OBJECTIVE: Retype the data below line for line, with no changes.

DATASET:
►
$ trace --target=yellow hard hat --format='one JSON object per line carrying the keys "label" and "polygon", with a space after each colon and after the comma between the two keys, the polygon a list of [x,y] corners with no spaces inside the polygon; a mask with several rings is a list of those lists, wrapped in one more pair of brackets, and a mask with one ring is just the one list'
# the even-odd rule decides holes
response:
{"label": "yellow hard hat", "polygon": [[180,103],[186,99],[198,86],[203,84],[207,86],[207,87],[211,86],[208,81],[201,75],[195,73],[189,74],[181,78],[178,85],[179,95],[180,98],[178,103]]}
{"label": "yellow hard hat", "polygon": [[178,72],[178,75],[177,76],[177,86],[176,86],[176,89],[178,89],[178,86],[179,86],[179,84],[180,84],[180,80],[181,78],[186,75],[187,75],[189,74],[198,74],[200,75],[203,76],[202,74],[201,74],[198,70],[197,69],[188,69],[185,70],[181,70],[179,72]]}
◄
WRITTEN SOLUTION:
$ trace --target=yellow hard hat --format='one JSON object per line carrying the keys "label" and "polygon", with a space after each colon and after the comma between the two keys, the polygon a list of [x,y] corners with no spaces inside the polygon; a mask with several rings is a list of those lists, wrapped in one more pair of brackets, and a mask with one ring is just the one list'
# the even-odd rule decides holes
response:
{"label": "yellow hard hat", "polygon": [[180,103],[186,99],[198,86],[203,84],[207,86],[207,87],[211,86],[208,81],[201,75],[195,73],[189,74],[181,78],[178,85],[179,95],[180,98],[178,103]]}
{"label": "yellow hard hat", "polygon": [[178,72],[178,75],[177,76],[177,86],[176,86],[176,89],[178,89],[178,86],[179,86],[179,84],[180,84],[180,80],[181,78],[186,75],[187,75],[189,74],[198,74],[200,75],[203,76],[202,74],[201,74],[198,70],[197,69],[188,69],[185,70],[181,70],[179,72]]}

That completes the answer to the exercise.